__PROBLEM DESCRIPTION__.
Output the data below in full, byte for byte. Nothing may differ.

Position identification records

------------------------------------------------------------

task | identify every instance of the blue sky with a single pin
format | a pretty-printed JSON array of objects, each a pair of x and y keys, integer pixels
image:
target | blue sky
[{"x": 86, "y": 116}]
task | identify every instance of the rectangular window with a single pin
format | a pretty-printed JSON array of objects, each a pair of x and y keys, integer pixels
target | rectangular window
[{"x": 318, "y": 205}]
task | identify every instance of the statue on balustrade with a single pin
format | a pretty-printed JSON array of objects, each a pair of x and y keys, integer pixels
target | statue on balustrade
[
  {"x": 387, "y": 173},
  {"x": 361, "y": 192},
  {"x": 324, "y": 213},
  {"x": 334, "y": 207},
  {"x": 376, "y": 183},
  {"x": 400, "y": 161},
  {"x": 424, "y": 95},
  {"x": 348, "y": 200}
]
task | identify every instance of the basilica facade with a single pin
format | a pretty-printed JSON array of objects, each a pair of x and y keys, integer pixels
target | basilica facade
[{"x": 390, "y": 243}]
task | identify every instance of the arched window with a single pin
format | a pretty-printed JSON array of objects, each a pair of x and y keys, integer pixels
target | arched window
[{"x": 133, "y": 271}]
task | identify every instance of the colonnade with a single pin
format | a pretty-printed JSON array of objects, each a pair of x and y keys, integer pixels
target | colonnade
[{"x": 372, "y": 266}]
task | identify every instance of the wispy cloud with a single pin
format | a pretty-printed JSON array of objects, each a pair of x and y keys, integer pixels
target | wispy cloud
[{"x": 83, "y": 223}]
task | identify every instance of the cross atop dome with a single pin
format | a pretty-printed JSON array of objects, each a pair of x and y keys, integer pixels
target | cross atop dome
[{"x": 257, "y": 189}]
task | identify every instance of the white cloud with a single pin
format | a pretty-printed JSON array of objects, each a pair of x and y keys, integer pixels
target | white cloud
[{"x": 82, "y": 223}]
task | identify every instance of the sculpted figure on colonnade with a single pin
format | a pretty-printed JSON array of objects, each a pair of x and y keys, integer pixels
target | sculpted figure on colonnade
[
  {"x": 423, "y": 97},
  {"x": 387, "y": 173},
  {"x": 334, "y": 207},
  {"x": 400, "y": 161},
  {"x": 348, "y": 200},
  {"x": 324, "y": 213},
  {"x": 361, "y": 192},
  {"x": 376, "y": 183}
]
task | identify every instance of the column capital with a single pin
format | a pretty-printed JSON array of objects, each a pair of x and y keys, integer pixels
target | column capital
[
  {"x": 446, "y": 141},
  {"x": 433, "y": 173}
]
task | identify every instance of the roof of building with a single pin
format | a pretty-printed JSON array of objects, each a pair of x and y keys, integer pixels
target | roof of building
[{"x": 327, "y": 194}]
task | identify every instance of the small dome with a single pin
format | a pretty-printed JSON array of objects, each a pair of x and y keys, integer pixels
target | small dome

------------------------------------------------------------

__REPLY TO THE TASK__.
task | identify every instance of the blue sky with a single pin
format | a pretty-printed JSON array of objects, each a pair of x and y keys, integer pixels
image:
target | blue sky
[{"x": 86, "y": 116}]
task | identify every instance of the rectangular window with a single pin
format | a pretty-printed JSON array of objects, each a pair of x and y keys, integer pixels
target | rectangular window
[{"x": 318, "y": 205}]
task | identify every instance of the statue on balustrade with a single pin
format | a pretty-printed JSON array of objects, each a pair of x and y keys, integer pixels
target | statue on balustrade
[
  {"x": 387, "y": 173},
  {"x": 361, "y": 192},
  {"x": 324, "y": 213},
  {"x": 334, "y": 207},
  {"x": 376, "y": 183},
  {"x": 400, "y": 161},
  {"x": 424, "y": 95},
  {"x": 348, "y": 200}
]
task | identify every instance of the basilica facade with a single pin
format | a pretty-printed JSON array of objects, each a pair of x and y keys, integer pixels
target | basilica facade
[{"x": 390, "y": 243}]
task | identify every instance of the arched window with a single pin
format | a pretty-printed JSON array of objects, each a pair of x and y keys, integer pixels
target | arched window
[{"x": 133, "y": 271}]
task | identify every instance of the colonnade with a single pin
format | a pretty-printed JSON array of objects, each a pair of x and y keys, integer pixels
target | colonnade
[{"x": 372, "y": 266}]
task | identify every instance of the wispy cloud with a single pin
format | a pretty-printed JSON array of objects, each a pair of x and y keys, integer pixels
target | wispy cloud
[{"x": 83, "y": 223}]
task | identify every instance of the cross atop dome with a single pin
format | a pretty-printed JSON array of objects, each a pair of x and y keys, integer pixels
target | cross atop dome
[{"x": 257, "y": 189}]
task | identify every instance of the white cloud with a single pin
format | a pretty-printed JSON array of objects, each a pair of x and y keys, integer pixels
target | white cloud
[{"x": 82, "y": 223}]
task | identify every instance of the sculpted figure on colonnade with a single pin
format | a pretty-printed JSON array of objects, each a pair of x and y keys, integer pixels
target | sculpted figure on colonnade
[
  {"x": 423, "y": 97},
  {"x": 387, "y": 173},
  {"x": 334, "y": 207},
  {"x": 400, "y": 161},
  {"x": 348, "y": 200},
  {"x": 324, "y": 213},
  {"x": 361, "y": 192},
  {"x": 376, "y": 183}
]
task | identify every instance of the column capital with a single pin
format | a pretty-printed JSON array of objects, each a pair of x and y keys, integer pixels
target | column capital
[
  {"x": 446, "y": 141},
  {"x": 433, "y": 173}
]
task | identify every instance of the roof of building with a single pin
format | a pretty-printed JSON array of objects, each a pair of x and y keys, integer pixels
target | roof of building
[{"x": 327, "y": 194}]
task | identify every instance of the small dome with a single pin
format | a pretty-printed JSON array of objects, each a pair of x and y keys, integer pixels
target | small dome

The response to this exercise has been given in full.